_Given text_
--------
The wider sharing of law enforcement case files is also being driven by the administration’s abrupt decision to disband the Justice Department office that for decades coordinated the work of different agencies on major drug trafficking and organized crime cases. That office, the Organized Crime Drug Enforcement Task Force, was abruptly shut down on Sept. 30 as the Trump administration was setting up a new network of Homeland Security Task Forces designed by the White House homeland security adviser, Stephen Miller.
The new task forces, which were first described in detail by ProPublica last year, are designed to refocus federal law enforcement agencies on what Miller and other officials have portrayed as an alarming nexus of immigration and transnational crime. The reorganization also gives the White House and the Department of Homeland Security new authority to oversee transnational crime investigations, subordinating the DEA and federal prosecutors, who were central to the previous system.
That reorganization has set off a struggle over the control of OCDETF’s crown jewel, a database of some 770 million records that is the only central, searchable repository of drug trafficking and organized crime case files in the federal government.
Until now, the records of that database, which is called Compass, have only been accessible to investigators under elaborate rules agreed to by the more than 20 agencies that shared their information. The system was widely viewed as cumbersome, but officials said it also encouraged cooperation among the agencies while protecting sensitive case files and U.S. citizens’ privacy.
--------
[Object outline annotations]
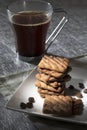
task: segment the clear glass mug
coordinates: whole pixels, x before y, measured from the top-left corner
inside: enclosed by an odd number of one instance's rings
[[[29,62],[40,57],[46,50],[52,5],[45,1],[19,0],[8,6],[7,13],[16,36],[19,59]]]

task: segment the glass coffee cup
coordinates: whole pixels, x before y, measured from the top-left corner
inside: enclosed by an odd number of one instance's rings
[[[19,0],[7,8],[15,38],[18,58],[30,62],[45,52],[53,8],[45,1]]]

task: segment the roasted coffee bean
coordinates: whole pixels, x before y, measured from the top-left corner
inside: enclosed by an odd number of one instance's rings
[[[27,106],[27,108],[32,108],[33,107],[33,103],[32,102],[27,102],[26,106]]]
[[[79,83],[79,88],[84,89],[84,84],[83,83]]]
[[[86,89],[84,89],[84,91],[83,91],[84,93],[87,93],[87,88]]]
[[[21,102],[21,103],[20,103],[20,107],[21,107],[22,109],[26,109],[26,104],[25,104],[24,102]]]
[[[34,97],[29,97],[28,101],[34,103],[35,102]]]
[[[74,86],[73,86],[73,85],[70,85],[68,88],[69,88],[69,89],[74,89]]]
[[[76,96],[77,96],[78,98],[83,98],[83,96],[82,96],[82,94],[81,94],[80,92],[76,93]]]

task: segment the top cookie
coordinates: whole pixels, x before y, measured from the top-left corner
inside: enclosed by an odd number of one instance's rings
[[[64,73],[67,70],[68,66],[69,59],[48,55],[45,55],[38,64],[39,68],[45,68],[62,73]]]

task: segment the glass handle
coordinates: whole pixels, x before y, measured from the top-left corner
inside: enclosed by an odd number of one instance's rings
[[[64,27],[64,25],[68,22],[68,15],[67,12],[64,11],[62,8],[58,8],[58,9],[54,9],[54,13],[64,13],[64,16],[62,17],[62,19],[60,20],[60,22],[58,23],[58,25],[55,27],[55,29],[53,30],[53,32],[51,33],[51,35],[48,37],[48,39],[46,40],[46,44],[49,43],[49,45],[46,47],[45,49],[45,53],[47,52],[48,48],[52,45],[52,43],[54,42],[54,40],[56,39],[56,37],[58,36],[58,34],[60,33],[60,31],[62,30],[62,28]]]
--------
_Exercise description_
Give every number written in digits in the text about the drug task force reorganization, each with the word or words it goes with.

_Response to this exercise_
- Sept. 30
- 770 million records
- more than 20 agencies